SET TASK: Find every line in the data below that contains the word "light" and copy each one.

(Dataset excerpt)
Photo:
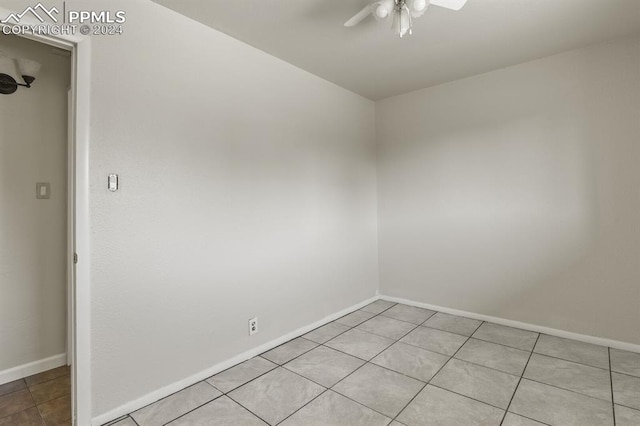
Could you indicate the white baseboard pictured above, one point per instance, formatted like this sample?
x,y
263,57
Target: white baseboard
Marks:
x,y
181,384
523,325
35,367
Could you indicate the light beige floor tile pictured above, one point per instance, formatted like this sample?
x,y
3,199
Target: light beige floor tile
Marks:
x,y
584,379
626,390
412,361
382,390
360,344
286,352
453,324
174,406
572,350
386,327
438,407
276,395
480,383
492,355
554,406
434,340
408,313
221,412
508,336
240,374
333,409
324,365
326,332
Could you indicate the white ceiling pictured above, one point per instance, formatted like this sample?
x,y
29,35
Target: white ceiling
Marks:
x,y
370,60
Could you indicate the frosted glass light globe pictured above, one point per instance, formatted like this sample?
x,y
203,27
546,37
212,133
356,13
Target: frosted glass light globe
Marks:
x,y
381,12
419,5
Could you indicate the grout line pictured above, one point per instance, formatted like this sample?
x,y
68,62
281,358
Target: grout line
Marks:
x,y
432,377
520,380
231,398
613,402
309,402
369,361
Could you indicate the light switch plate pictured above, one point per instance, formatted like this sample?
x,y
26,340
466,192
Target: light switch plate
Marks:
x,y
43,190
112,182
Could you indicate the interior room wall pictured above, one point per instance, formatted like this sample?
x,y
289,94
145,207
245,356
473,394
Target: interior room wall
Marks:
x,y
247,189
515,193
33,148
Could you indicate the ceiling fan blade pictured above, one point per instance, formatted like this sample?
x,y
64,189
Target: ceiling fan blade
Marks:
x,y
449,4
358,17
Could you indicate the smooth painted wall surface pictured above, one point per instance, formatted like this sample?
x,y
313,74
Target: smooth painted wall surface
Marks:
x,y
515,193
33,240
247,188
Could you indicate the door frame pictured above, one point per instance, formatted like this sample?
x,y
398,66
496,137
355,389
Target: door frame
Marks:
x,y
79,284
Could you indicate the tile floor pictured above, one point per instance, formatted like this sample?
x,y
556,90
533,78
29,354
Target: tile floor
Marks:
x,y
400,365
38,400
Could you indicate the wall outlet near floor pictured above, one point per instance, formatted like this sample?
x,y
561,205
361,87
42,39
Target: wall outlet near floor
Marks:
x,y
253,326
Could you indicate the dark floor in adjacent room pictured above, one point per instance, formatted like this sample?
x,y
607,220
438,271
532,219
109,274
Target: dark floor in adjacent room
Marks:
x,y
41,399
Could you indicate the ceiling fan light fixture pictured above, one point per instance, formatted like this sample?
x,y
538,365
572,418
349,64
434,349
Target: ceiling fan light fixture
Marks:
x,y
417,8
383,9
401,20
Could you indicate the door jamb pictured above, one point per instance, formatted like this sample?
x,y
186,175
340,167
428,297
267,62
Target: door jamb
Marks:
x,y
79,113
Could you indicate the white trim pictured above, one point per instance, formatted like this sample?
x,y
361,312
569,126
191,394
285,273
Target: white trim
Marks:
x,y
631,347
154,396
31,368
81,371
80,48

--

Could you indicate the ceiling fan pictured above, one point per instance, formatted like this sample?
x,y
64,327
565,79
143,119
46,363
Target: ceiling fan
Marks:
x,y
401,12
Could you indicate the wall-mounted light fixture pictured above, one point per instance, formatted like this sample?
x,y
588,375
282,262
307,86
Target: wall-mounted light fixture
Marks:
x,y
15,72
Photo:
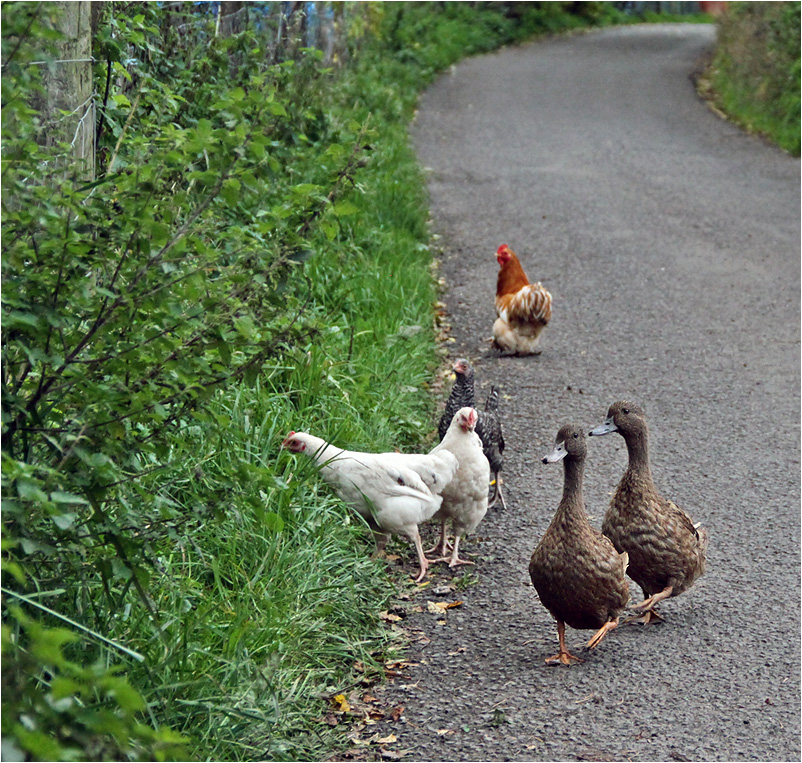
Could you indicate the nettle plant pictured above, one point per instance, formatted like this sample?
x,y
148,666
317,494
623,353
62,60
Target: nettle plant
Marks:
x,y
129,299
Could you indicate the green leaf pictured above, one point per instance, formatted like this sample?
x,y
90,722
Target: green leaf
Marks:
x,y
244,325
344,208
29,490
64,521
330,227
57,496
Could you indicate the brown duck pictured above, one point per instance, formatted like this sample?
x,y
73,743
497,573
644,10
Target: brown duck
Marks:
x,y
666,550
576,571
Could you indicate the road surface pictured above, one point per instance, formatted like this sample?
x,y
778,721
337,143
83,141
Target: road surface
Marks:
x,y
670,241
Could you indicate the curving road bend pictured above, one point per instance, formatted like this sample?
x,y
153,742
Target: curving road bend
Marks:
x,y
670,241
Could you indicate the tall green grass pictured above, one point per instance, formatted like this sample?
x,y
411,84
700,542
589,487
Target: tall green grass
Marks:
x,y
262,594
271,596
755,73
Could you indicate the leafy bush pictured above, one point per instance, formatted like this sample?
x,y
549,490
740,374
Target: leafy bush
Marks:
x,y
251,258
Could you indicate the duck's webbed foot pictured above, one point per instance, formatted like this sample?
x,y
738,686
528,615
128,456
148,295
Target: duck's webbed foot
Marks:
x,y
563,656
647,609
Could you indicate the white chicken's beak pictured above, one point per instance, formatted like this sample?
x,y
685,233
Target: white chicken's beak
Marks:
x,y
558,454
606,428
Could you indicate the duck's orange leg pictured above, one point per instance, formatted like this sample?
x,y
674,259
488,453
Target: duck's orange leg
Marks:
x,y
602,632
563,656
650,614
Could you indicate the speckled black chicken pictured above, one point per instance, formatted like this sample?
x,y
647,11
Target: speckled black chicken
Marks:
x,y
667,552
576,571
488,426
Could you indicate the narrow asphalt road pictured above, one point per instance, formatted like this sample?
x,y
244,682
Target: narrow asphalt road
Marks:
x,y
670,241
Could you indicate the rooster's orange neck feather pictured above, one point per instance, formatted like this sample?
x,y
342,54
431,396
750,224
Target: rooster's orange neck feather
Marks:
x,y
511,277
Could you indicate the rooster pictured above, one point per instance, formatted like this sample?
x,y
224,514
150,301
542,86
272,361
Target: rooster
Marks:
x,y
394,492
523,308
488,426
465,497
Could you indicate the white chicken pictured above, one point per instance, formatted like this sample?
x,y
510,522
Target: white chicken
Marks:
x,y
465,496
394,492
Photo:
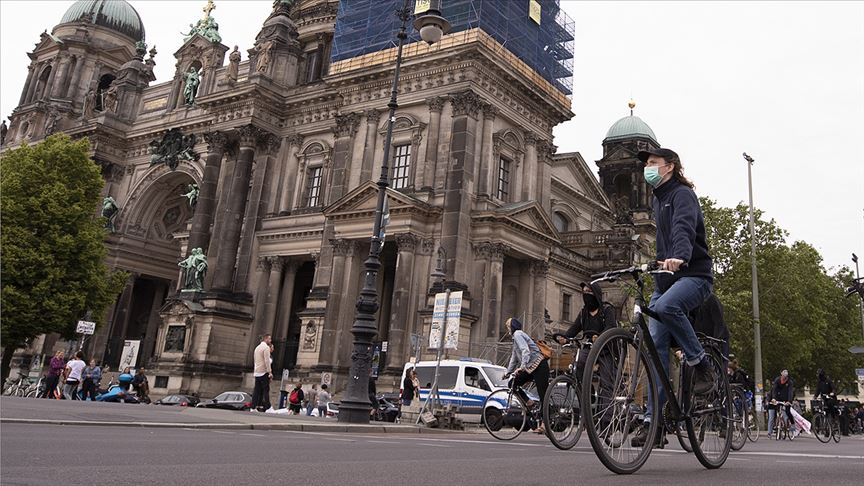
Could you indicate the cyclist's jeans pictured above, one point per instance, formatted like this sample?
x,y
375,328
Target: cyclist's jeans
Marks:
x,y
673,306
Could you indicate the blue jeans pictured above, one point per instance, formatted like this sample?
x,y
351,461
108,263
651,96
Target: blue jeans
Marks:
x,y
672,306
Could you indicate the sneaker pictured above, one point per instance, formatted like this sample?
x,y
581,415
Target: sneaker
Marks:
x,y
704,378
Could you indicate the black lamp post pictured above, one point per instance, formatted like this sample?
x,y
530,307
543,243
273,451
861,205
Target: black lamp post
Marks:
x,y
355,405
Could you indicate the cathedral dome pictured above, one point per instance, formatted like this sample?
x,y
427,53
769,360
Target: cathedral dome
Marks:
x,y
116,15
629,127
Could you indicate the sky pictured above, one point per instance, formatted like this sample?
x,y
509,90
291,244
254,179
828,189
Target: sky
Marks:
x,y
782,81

WORKED SOLUTION:
Could you indicate the light beige floor tile pictured above, one point per instance, formatted like this sample?
Target: light beige floor tile
Could you indicate the frosted glass light globe pictured above, one point per instance, formatted like this sample?
Target: frosted glass light globe
Could you indicate the light switch plate pictured above, one point per instance, formatted like this sample?
Target: light switch plate
Could you indicate the ceiling fan light fixture pictured above, one point per instance, formatted like this sample?
Target: ceiling fan light fixture
Could you indicate the wall-mounted light fixture pictured above, one point per instance, formatted like this sample?
Target: wall-mounted light fixture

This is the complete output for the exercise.